(Collected data)
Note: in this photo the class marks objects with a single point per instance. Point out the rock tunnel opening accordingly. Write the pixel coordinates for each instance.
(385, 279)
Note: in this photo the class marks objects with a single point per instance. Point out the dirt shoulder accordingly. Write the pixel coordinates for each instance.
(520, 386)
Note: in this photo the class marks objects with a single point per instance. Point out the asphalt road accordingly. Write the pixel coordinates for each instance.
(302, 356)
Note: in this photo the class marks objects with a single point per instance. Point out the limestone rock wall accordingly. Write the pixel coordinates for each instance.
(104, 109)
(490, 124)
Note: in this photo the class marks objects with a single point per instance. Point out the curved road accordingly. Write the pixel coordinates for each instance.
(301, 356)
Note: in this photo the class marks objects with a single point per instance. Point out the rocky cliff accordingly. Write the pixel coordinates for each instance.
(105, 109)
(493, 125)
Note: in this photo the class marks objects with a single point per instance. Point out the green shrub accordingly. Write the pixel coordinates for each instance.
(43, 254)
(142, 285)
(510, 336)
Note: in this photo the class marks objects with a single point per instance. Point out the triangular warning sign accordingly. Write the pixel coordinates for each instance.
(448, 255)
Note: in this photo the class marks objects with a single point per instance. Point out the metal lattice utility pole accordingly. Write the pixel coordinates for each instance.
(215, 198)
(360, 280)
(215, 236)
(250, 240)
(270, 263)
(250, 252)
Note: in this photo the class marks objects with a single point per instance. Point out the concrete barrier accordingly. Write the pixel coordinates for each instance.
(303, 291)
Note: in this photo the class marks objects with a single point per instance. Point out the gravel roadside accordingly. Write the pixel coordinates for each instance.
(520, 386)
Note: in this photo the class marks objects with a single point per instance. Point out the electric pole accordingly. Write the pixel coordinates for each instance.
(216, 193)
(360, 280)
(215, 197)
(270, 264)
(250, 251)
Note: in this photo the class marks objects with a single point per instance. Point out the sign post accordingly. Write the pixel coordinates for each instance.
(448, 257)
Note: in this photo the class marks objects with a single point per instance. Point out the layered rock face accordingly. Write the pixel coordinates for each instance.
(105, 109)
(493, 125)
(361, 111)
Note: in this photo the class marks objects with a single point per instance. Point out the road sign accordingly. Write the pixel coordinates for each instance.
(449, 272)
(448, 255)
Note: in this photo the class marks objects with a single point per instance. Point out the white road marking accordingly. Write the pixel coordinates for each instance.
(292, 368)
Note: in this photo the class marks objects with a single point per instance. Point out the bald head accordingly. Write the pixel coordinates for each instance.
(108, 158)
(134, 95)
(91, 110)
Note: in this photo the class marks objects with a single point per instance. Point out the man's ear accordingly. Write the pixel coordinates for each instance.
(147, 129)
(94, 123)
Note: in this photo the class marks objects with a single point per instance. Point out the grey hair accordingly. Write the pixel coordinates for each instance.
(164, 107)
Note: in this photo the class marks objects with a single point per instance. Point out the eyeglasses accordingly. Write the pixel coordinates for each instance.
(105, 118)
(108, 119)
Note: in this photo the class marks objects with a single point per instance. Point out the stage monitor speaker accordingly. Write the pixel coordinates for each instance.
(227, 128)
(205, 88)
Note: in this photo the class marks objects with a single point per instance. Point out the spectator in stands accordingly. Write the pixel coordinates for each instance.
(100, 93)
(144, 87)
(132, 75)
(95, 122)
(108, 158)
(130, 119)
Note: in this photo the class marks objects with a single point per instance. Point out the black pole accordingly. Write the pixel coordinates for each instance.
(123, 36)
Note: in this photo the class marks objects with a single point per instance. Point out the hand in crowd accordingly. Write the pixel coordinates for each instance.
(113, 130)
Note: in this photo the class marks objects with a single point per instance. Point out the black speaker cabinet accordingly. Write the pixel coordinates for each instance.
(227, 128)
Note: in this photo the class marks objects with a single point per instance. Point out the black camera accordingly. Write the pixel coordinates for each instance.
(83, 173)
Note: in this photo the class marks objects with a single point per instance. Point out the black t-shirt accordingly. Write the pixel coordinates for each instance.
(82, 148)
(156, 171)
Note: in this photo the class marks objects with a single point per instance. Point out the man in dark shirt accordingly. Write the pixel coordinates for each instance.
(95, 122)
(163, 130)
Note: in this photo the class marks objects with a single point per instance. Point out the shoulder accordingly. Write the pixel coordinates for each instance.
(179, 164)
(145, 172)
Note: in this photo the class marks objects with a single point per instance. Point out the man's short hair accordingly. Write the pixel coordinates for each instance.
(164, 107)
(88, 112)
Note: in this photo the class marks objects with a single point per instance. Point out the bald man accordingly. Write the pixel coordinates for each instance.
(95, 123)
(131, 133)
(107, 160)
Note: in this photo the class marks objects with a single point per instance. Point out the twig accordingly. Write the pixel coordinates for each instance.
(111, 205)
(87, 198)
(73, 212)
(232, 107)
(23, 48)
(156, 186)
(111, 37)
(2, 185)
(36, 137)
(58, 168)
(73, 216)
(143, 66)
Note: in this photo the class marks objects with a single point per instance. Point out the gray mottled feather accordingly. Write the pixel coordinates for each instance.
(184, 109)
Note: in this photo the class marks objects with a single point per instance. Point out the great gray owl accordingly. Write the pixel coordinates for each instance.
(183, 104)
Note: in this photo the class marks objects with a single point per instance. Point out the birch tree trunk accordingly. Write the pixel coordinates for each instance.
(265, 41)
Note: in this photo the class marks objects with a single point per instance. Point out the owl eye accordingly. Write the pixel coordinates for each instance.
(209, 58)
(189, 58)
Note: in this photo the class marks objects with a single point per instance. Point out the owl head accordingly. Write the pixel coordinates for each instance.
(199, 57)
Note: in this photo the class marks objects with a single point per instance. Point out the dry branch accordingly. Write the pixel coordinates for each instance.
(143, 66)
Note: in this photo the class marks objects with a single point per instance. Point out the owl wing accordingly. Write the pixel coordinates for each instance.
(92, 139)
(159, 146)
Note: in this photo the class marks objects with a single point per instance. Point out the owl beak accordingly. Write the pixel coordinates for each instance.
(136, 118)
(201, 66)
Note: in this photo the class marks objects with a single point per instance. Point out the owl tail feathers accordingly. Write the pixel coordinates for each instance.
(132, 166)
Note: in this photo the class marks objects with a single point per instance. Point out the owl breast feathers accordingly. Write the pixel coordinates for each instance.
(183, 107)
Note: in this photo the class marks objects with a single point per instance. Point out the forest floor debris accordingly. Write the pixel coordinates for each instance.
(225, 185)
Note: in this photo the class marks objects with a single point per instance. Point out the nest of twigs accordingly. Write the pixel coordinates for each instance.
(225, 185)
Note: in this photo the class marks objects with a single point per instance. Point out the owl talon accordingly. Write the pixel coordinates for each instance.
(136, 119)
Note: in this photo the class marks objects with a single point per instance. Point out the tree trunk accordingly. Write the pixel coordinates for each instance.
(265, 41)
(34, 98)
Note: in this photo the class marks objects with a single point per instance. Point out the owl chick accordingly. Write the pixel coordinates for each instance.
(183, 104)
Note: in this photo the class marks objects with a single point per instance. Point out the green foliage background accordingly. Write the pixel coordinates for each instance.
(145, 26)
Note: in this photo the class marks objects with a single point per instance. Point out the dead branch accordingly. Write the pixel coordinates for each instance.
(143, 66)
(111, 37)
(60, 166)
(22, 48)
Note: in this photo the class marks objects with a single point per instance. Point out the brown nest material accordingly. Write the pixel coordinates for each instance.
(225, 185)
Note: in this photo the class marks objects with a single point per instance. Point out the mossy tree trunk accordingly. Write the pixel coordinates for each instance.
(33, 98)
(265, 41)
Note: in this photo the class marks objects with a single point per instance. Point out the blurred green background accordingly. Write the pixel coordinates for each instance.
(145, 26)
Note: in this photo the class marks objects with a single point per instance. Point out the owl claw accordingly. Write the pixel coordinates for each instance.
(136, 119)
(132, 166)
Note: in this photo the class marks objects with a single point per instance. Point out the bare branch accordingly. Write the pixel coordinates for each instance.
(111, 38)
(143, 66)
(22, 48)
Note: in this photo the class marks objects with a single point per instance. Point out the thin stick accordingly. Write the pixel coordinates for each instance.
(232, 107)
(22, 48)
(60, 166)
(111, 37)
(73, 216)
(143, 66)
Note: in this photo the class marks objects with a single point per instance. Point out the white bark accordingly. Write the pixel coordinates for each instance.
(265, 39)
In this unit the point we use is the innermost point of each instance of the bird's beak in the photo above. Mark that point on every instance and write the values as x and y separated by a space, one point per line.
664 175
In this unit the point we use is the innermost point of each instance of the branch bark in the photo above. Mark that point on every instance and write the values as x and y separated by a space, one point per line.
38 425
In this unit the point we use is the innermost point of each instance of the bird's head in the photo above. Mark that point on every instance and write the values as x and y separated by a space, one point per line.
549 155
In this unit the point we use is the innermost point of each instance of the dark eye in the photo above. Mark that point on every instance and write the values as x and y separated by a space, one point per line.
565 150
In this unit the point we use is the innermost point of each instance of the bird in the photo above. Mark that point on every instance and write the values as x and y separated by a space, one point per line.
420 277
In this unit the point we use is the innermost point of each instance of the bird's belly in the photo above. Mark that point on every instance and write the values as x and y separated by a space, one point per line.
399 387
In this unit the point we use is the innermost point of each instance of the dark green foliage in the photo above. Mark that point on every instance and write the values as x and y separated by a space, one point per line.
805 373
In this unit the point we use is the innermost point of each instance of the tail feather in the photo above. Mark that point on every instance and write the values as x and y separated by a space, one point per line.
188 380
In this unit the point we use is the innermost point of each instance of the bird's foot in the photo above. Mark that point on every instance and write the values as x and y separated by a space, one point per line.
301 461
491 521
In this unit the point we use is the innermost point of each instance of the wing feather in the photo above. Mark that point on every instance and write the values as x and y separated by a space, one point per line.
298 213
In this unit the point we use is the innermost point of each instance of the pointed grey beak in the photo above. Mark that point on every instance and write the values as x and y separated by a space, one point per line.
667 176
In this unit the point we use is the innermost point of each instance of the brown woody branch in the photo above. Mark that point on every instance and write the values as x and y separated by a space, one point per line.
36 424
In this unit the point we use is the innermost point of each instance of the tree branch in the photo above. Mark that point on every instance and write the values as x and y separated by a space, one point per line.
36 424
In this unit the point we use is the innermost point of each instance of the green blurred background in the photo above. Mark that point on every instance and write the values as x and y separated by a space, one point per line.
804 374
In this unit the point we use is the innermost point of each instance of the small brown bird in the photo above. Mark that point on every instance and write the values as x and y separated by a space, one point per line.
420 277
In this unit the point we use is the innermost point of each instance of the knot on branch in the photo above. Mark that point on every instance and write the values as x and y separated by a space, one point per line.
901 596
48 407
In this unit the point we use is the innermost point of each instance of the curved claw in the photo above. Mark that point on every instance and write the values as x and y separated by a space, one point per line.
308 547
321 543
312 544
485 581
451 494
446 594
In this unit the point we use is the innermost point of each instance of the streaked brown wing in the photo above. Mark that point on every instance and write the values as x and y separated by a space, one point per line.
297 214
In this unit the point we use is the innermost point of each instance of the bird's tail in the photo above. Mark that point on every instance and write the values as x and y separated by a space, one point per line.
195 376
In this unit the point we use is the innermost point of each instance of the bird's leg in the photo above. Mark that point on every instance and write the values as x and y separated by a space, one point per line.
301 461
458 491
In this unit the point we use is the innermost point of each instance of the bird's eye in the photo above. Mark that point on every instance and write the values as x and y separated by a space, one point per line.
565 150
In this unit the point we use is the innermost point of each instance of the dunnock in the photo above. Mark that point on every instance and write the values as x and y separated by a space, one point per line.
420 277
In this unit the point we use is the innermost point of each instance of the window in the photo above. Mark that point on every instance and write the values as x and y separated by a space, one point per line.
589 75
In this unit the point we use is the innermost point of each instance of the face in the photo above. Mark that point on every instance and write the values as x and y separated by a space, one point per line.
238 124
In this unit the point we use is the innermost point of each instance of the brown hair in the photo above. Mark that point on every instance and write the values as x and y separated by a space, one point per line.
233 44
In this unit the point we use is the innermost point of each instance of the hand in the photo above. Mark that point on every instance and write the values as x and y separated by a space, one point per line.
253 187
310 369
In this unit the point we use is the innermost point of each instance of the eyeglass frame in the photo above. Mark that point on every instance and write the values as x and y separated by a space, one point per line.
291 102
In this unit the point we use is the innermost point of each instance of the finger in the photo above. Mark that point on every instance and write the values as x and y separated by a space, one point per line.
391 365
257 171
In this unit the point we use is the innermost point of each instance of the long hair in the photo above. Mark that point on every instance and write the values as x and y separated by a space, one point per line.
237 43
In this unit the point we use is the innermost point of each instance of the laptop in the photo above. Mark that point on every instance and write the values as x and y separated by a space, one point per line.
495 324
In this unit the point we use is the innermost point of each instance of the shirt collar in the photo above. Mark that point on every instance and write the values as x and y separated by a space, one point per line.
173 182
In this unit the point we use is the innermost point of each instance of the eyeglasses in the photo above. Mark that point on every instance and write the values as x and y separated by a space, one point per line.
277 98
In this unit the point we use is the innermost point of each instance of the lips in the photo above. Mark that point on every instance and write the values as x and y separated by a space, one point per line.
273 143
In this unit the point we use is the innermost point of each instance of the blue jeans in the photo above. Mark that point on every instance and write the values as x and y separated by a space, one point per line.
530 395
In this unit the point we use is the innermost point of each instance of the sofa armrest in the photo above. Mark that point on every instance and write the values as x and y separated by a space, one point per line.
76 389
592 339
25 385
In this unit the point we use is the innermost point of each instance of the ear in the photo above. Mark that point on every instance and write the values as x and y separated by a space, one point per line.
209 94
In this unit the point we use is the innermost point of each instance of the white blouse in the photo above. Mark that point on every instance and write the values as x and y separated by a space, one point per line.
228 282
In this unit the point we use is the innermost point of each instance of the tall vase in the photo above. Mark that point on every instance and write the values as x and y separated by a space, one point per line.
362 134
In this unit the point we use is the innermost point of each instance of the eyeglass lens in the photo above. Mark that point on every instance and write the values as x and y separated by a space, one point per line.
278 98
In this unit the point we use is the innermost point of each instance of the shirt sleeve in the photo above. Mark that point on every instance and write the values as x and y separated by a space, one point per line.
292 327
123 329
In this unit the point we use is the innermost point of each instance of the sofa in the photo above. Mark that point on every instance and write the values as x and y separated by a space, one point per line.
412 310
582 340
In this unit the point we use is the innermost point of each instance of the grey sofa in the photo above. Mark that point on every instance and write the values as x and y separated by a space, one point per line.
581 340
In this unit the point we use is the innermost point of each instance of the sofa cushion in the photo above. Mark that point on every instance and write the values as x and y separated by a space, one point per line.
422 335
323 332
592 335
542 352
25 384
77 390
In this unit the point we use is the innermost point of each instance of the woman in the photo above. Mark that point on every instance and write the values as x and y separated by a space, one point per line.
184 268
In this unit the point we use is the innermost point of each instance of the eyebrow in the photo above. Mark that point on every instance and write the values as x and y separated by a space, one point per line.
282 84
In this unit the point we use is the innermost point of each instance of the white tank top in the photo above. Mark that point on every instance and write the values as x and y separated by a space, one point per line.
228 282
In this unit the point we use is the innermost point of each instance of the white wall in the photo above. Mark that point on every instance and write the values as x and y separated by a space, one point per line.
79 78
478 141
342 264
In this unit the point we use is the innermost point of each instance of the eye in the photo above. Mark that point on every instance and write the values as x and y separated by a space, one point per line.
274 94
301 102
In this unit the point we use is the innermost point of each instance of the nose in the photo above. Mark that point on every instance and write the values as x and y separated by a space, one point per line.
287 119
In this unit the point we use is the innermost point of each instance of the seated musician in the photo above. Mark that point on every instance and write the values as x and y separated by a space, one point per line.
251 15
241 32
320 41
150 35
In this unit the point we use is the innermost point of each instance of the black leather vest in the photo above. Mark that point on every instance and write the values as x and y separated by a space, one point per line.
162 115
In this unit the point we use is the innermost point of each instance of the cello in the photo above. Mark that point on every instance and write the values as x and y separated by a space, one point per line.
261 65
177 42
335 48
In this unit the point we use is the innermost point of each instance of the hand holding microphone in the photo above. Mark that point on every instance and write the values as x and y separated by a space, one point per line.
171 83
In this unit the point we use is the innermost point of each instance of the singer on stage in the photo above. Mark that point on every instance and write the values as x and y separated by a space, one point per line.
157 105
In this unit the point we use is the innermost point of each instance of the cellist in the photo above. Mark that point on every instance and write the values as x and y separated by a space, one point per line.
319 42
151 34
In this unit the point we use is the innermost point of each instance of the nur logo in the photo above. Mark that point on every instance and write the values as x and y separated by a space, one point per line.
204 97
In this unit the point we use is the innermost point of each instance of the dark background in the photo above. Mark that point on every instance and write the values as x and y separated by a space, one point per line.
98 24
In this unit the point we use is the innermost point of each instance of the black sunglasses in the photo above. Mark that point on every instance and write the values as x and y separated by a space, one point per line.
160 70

_Written problem_
Repeat exactly, and only, the lines from the line containing "of the seated" through the last line of the records above, both included.

_Task response_
In this unit the point we use is the innermost point of each instance of the seated musician in the photo above. Mark that point on every instance and write the values as x and y separated by a space, one point per line.
251 15
241 32
320 41
150 35
In this unit the point we use is the innermost point of each instance of the black leather vest in the photo above. Mark that point on every instance and write the values as x and y separated by a space, one point per line.
162 115
In this unit the point we use is the innermost point of each instance of the cello in the photo above. Mark that point on every instance and write the values as x and y separated by a space, one point per line.
261 65
177 42
335 48
In this unit the point we use is the innermost point of each instance of the hand holding microphone in the photo above. Mark that point on every instance and write the values as x and y separated by a space, one point per line.
171 83
In this unit the point we use is the innermost point of each instance of the singer on stage in the photo above. Mark that point on every instance and write the values as x and y separated by a space, one point per line.
157 105
In this unit the point we use is the innermost point of each instance of the cellist in the photo above. Mark that point on every instance and write the values as x and y separated by a space, one point per line.
319 42
151 34
In this unit the point we use is the innermost point of each instance of the nur logo in the photo above. Mark that point on every instance and write the values as x and y separated by a space, one point per line.
204 97
In this unit the point we use is the innermost point of each instance of the dark background in the photo above. Mark that point on every instance and write the values as x and y separated by a space, one point per line.
98 24
In this unit the point we use is the innermost point of each instance of the black sunglasses in the photo above. Mark that point on every instance and write the values as x and y separated by a space, one point per line.
160 70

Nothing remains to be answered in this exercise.